■ **Aim**
Rewrite the records below as a numbered list, one line per item, skipping blank lines and leaving out the pictures.

── Supplied data ──

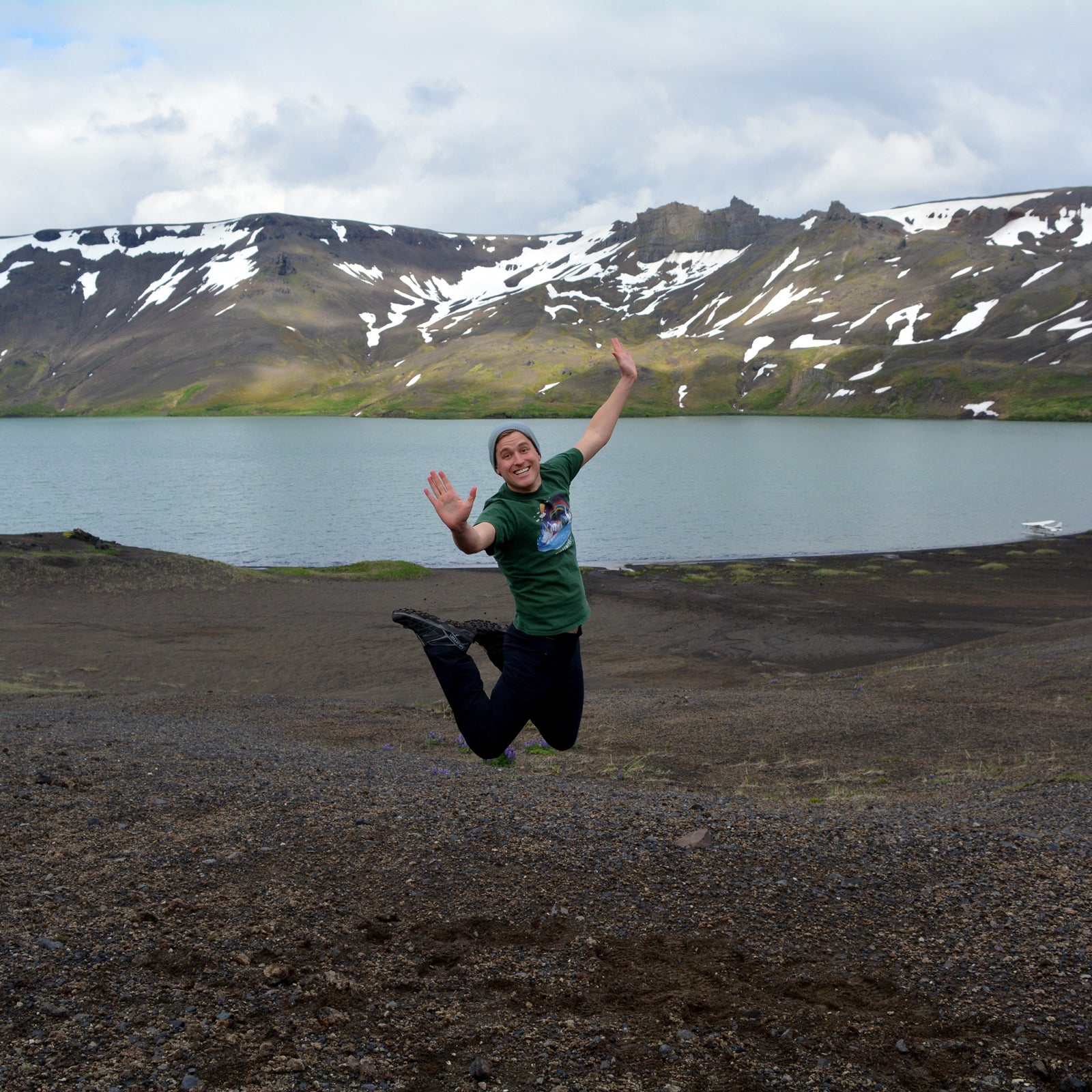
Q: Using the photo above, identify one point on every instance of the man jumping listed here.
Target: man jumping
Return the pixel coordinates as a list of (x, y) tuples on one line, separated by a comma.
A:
[(527, 526)]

───

■ **Output below**
1. Q: Using the photo above, identify one point on every instance of the man jumping listed here.
2. Target: man jumping
3. Return the pixel coordinates as a list of (x, y) tuples on one line, separated by a comma.
4. A:
5. [(527, 526)]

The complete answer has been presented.